Provided passage |
Regenerative agriculture / agricultural revolution

From what I can ascertain, 76 percent of government funds allocated to USDA in the Farm Bill is for SNAP(what used to be called food stamps).

So…if you’re looking at subsidies to farmers as an issue… that’s not where the big bucks are going… Jus’ sayin’.

2 Likes

This point was brought up by my microbiology professor, when I took a ‘Sanitary Microbiology’ course 40-some-odd years ago, where we studied, extensively, methods of sewage and potable water treatment. He opined that we could certainly go back to that…using human fecal material as fertilizer… if we were comfortable with a skyrocketing infant mortality rate due to widespread contamination of foodstuffs with human enteric pathogens - bacteria, protozoa, viruses.

2 Likes

Yeah i have no plans of making my own manure. But animal manure isnt sterile either.

Pathogens, typically microbes (e.g., bacteria, viruses, protozoa, fungi) or parasitic worms, are organisms capable of causing infection or disease in other organisms, including humans, wild and domestic animals, and plants. Several pathogens naturally occur in livestock and poultry manure and under certain circumstances may pose a risk to human health.

If you were trying to explain to someone not from Earth that we grow food in Animal Feces, and we also buy bags of their blood (blood meal), and we also buy their ground up bones (bone meal). And if you want to grow really nice plants you use rotten fish.

Your tasks |
1) In the regenerative agriculture discussion, what share of the USDA funds in the Farm Bill is said to go to SNAP?
2) Please extend the regenerative agriculture discussion with a few more lines that pick up after its last sentence.
The entries are not needed for this work.

Extracted material |

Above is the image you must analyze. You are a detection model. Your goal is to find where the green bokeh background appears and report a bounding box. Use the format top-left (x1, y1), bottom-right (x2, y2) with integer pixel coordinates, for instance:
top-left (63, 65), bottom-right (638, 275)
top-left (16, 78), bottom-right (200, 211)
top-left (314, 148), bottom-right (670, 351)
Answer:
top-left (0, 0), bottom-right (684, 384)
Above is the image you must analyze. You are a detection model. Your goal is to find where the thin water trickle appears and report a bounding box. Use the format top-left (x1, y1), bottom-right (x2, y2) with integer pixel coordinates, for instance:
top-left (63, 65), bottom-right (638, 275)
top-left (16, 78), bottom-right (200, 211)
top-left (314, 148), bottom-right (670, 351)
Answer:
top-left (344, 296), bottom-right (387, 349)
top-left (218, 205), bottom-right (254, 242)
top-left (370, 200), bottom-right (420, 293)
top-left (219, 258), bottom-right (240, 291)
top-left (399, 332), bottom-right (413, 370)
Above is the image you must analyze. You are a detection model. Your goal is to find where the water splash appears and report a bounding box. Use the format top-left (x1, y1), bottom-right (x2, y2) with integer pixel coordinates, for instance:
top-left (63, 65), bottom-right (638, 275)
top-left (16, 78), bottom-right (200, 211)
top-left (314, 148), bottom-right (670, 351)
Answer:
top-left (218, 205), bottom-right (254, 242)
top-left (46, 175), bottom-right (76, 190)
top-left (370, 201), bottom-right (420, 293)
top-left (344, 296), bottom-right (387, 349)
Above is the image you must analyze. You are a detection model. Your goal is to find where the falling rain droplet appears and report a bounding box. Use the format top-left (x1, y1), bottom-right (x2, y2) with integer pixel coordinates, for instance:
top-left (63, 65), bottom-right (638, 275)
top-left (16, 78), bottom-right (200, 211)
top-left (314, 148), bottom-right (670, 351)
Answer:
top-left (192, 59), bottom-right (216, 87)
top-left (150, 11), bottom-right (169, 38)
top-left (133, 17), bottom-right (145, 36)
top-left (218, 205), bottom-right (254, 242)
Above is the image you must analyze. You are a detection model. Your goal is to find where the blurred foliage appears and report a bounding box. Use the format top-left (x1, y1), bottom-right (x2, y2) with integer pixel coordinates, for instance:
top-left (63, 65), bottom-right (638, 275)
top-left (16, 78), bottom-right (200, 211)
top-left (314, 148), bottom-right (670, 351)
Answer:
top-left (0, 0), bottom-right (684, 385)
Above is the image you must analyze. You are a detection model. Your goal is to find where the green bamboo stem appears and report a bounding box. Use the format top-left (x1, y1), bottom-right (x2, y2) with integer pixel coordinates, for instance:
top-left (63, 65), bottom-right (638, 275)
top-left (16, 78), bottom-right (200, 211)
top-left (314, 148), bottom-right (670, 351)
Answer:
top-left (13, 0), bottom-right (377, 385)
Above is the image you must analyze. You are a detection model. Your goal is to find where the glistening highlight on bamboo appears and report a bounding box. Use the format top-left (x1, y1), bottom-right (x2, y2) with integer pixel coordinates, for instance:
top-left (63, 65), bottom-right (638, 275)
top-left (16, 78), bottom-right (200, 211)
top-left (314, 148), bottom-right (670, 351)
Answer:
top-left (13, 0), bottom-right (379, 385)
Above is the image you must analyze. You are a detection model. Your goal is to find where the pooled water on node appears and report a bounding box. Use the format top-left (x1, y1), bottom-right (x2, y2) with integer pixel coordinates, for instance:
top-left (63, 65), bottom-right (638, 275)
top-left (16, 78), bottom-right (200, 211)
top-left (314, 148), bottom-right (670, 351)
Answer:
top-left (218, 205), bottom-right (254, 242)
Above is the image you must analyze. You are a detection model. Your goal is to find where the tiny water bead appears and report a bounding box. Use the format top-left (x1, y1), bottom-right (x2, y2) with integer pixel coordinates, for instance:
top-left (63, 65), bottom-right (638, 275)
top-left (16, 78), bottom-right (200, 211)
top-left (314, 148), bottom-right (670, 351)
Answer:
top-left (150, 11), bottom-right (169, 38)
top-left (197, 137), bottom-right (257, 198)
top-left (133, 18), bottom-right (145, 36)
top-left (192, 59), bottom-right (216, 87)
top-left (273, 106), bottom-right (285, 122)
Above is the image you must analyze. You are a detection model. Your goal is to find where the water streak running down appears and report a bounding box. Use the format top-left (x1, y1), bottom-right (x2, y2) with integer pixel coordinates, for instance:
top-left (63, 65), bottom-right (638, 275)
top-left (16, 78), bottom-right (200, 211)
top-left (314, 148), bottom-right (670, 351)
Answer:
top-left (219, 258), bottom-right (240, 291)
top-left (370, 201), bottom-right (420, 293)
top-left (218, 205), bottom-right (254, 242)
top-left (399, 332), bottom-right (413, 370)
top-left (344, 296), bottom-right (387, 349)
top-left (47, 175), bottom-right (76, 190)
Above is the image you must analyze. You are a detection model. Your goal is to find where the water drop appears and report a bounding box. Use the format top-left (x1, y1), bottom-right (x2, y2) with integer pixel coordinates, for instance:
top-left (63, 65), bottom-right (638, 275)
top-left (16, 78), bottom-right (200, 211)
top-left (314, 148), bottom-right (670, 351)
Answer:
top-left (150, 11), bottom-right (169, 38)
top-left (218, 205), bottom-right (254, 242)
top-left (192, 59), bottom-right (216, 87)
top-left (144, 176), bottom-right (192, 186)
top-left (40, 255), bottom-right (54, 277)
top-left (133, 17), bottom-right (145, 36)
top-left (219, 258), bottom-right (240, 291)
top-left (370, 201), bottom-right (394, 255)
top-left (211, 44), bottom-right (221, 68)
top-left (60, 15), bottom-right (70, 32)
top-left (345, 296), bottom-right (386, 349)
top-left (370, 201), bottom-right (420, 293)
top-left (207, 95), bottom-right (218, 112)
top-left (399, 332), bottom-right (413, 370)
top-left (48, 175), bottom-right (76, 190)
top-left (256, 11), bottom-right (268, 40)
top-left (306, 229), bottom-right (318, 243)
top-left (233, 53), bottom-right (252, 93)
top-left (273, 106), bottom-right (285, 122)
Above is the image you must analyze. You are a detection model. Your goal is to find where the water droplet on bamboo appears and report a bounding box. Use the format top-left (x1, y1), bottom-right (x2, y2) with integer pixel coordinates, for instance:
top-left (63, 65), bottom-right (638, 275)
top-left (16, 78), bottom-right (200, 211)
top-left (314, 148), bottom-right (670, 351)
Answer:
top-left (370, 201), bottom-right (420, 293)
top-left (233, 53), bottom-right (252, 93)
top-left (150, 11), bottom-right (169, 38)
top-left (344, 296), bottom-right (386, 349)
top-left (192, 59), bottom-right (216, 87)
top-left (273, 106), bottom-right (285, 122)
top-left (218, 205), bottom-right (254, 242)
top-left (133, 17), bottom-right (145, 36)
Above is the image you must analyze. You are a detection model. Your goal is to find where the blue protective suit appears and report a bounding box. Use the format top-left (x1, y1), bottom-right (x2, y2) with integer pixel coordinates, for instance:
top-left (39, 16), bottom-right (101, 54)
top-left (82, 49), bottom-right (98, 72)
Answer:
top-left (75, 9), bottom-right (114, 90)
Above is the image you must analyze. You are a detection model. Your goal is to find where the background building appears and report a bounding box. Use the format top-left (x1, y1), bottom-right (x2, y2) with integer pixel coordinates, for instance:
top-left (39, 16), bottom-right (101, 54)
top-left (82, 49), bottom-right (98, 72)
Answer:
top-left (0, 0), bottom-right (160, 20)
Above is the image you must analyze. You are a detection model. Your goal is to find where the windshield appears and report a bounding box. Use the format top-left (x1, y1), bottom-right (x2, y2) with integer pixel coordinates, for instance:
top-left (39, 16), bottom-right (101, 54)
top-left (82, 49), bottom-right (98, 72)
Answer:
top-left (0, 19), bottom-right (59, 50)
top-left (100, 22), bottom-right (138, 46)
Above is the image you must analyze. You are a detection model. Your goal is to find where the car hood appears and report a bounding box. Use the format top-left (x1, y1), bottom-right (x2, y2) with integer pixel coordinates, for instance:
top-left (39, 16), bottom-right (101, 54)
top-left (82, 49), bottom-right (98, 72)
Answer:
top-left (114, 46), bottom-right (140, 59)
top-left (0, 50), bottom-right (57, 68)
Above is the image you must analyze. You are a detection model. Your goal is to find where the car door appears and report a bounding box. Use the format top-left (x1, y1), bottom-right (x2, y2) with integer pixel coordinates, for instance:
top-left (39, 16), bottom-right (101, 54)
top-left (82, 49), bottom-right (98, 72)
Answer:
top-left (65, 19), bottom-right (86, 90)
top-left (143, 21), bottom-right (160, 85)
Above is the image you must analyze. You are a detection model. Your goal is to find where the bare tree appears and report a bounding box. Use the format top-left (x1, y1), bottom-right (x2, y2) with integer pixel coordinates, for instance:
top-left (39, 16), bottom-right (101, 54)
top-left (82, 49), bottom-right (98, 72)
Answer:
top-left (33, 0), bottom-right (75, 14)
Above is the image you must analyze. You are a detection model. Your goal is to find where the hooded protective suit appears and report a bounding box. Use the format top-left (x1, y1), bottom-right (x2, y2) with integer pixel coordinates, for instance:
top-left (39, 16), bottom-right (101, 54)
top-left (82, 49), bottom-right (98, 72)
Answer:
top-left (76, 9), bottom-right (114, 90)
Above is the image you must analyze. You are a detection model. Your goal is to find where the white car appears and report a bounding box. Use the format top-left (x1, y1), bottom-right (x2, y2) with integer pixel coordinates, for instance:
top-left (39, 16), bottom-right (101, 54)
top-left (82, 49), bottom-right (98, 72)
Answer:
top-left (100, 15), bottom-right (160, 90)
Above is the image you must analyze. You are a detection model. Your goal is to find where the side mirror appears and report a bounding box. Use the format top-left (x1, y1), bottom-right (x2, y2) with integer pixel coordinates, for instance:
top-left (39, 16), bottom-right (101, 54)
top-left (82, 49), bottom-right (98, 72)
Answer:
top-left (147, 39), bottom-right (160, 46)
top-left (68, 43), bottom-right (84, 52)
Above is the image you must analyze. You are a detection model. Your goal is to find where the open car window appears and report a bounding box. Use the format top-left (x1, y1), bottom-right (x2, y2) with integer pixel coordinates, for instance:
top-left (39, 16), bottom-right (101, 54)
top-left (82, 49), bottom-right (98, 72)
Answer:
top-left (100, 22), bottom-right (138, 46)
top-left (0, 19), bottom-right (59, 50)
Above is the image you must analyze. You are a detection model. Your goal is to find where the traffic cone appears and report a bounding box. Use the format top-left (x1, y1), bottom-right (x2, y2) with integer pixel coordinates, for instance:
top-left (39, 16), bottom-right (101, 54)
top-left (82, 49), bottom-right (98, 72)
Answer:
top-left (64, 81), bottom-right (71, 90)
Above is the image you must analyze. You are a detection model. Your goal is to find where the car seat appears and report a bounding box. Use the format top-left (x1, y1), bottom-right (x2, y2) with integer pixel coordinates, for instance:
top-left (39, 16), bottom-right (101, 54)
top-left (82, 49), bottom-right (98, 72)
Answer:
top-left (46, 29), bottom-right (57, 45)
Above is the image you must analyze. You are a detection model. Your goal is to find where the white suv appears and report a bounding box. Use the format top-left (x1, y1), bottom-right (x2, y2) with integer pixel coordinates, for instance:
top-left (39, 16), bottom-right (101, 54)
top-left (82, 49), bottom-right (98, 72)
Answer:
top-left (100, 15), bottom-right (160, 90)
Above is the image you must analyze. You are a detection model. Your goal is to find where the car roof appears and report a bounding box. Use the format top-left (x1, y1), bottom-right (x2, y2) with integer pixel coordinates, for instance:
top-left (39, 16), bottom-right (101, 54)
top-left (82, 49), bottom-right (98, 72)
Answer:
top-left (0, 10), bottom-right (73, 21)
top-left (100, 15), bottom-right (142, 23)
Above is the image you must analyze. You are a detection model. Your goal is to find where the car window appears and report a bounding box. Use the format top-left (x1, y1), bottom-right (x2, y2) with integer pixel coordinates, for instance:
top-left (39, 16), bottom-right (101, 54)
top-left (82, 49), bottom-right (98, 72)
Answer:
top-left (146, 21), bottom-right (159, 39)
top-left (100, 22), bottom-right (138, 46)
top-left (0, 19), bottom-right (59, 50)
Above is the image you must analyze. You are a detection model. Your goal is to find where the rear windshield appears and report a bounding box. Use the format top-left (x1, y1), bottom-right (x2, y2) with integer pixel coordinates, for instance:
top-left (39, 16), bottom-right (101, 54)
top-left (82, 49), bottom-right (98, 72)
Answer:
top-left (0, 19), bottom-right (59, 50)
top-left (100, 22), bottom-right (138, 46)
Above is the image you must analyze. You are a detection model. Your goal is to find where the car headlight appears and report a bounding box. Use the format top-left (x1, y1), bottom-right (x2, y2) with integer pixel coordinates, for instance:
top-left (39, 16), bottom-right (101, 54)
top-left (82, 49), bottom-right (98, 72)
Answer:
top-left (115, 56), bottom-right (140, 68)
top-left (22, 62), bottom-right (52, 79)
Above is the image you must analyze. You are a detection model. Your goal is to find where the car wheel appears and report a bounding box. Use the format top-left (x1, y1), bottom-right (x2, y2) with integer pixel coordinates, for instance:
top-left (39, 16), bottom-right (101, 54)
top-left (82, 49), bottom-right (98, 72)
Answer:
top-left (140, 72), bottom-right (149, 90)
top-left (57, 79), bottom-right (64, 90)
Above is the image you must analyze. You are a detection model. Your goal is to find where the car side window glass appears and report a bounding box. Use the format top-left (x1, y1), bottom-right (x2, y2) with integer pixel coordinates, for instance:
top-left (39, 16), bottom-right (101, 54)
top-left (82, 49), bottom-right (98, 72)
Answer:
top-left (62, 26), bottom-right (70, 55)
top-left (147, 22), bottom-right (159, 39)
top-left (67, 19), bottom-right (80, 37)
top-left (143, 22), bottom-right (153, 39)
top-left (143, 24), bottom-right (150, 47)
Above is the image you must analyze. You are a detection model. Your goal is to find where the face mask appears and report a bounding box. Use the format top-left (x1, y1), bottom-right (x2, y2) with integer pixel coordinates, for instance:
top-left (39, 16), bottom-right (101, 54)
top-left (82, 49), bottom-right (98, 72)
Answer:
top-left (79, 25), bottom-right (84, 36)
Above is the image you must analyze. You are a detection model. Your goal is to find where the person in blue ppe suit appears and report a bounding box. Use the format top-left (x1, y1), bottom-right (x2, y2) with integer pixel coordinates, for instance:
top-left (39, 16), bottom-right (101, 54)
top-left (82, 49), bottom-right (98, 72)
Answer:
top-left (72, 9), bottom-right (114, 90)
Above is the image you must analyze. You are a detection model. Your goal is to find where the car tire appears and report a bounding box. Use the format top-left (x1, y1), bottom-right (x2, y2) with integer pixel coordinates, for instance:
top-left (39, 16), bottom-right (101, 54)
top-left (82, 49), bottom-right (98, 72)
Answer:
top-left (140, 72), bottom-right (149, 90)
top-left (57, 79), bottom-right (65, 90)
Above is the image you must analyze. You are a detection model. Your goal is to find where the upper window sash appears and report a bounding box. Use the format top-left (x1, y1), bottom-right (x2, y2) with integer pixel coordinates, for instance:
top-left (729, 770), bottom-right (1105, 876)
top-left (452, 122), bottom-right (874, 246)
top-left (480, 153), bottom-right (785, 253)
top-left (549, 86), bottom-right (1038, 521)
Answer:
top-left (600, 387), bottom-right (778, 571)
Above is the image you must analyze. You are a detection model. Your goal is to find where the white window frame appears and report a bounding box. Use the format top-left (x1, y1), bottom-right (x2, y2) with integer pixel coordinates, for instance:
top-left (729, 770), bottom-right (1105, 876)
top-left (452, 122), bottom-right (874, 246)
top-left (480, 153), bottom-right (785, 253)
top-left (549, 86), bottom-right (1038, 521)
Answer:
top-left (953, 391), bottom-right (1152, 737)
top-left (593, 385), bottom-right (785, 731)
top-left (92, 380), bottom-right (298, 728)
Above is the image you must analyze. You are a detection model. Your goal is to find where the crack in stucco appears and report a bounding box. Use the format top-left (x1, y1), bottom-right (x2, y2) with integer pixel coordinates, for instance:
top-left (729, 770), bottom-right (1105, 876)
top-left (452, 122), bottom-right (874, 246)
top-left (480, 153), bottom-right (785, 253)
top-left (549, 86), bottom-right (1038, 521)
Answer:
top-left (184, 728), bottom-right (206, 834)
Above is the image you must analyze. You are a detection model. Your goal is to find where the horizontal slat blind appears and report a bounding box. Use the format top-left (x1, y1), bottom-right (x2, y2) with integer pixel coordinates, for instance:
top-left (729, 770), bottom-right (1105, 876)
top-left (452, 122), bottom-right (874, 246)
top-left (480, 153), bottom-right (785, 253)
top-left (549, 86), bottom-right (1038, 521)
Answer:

Responses for each task |
1) 76 percent.

2)
Personally i want to eat a fig, a persimmon, a pawpaw and a handful of blackberries and raspberries right before i die and lay down in a nice meadow on my farm. Sounds perfect to me.

1 Like

You are correct, animal manures are not sterile - and that’s why most folks are going to be using composted herbivore/ruminant (mostly cow) manure.
Most ruminant gastrointestinal parasites (Cryptosporidium & Giardia being the principal exceptions) pose no threat to humans. Enteropathogenic bacteria, like E.coli O157/H7 and Salmonella, which may occasionally be present in the GI tract of ruminants are a potential disease threat to humans, but do not survive proper composting.

I have no desire to use carnivore/omnivore fecal material - dog, cat, human, etc. - far too many parasites which can make the jump into humans - whether utilizing us as a definitive host, or as an intermediate host… encysting in our muscle and neurologic tissues, waiting for us to die/be killed and consumed by a cat, dog(wolf), pig, etc.

1 Like

Chicken manure is fed to cows…and chickens are fed dead cows… and the grains that they eat is fertilized with raw manure.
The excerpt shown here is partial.